● **DATASET RECORDS**
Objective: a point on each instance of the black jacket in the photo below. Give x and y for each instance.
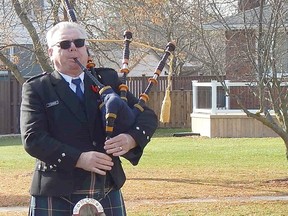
(56, 128)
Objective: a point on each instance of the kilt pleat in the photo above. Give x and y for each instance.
(113, 204)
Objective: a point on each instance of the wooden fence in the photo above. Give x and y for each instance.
(180, 94)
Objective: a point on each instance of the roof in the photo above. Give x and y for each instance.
(248, 19)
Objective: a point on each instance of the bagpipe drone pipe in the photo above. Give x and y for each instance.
(117, 116)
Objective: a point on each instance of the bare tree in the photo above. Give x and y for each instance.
(256, 51)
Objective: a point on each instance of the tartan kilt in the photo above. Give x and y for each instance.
(112, 203)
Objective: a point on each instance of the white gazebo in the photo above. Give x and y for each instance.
(223, 121)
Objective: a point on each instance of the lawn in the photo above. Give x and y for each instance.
(181, 176)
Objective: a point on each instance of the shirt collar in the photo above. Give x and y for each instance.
(69, 78)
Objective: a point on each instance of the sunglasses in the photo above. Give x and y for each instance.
(67, 43)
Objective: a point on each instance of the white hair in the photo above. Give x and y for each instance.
(64, 25)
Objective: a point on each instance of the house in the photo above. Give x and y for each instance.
(241, 45)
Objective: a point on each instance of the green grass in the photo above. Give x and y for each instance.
(206, 168)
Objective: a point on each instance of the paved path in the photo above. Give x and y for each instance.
(198, 200)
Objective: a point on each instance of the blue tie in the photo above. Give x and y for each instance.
(79, 92)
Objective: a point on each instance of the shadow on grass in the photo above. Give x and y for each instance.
(276, 183)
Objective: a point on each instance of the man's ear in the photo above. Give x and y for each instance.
(50, 52)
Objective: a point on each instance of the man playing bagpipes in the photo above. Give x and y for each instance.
(62, 127)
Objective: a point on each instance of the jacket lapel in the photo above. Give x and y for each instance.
(92, 102)
(68, 97)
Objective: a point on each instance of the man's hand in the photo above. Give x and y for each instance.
(119, 145)
(95, 162)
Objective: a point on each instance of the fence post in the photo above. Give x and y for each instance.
(214, 96)
(194, 95)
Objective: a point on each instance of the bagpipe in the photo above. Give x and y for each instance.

● **GOAL OF THE EXERCISE**
Take the records above and transcribe them exactly, dropping every picture.

● **RESULT**
Objective: a point on each instance of the black jacket in the photo below. Give x and y for each instance.
(56, 128)
Objective: a point on each instance of the kilt pleat in the photo above. Give x and y for each instance.
(113, 204)
Objective: a point on each instance of the wooden fence in the photo above. Give x and y for each instance.
(180, 94)
Objective: a point on each instance of the roof in the photo above. Give x and y for each instance.
(248, 19)
Objective: a point on each instance of the bagpipe drone pipe in the photo above. Give x and y for each instance.
(117, 116)
Objective: a point on each instance of the bare tree in the photo above. Give x and y for each instance.
(256, 51)
Objective: a point on each instance of the tartan kilt in the photo above. Give x and y for each instance.
(112, 203)
Objective: a point on each instance of the white gazebo in the photo above. Give x and y for each instance.
(223, 121)
Objective: a point on each instance of the lawn in the photo above. Give x and y for each instance.
(181, 176)
Objective: a point on each instance of the shirt collar in the photo above. Give x and y for each instance.
(69, 78)
Objective: a point on each instance of the sunglasses in the photo above. Give x and y for each instance.
(67, 43)
Objective: a point on each instance of the white hair in the photo above. Give x and y for each instance.
(64, 25)
Objective: a point on each instance of the house in the photo above. Give x and y for each instance.
(241, 45)
Objective: a point on each instance of the green grass in the photo above. Give x and y for each instance.
(206, 168)
Objective: a point on each instance of the paved path in the photo above. Give x and y for each instance.
(198, 200)
Objective: a point on each instance of the blue tie in the photo above. Give x and y for each instance.
(79, 92)
Objective: a point on each instance of the shadow on grass in the photo above. Give x and y for each instance.
(276, 183)
Objective: a point on each instance of the man's ear in the photo above. Give x and y for each instance.
(50, 52)
Objective: a point on each instance of the man playing bagpipes in the photo above. Give x and y for each instance.
(62, 127)
Objective: a point on each instance of the jacket lapel in the photo above. Give x and y for each instance.
(92, 102)
(68, 97)
Objective: a point on each instance of the man's hand in the photo above. Give x and y for each instance.
(119, 145)
(95, 162)
Objective: a point on each instance of the fence post in the photo above. Give x and y for each instance.
(214, 96)
(194, 95)
Objective: a point on each instance of the bagpipe in the photo above. Give x and y for each instance.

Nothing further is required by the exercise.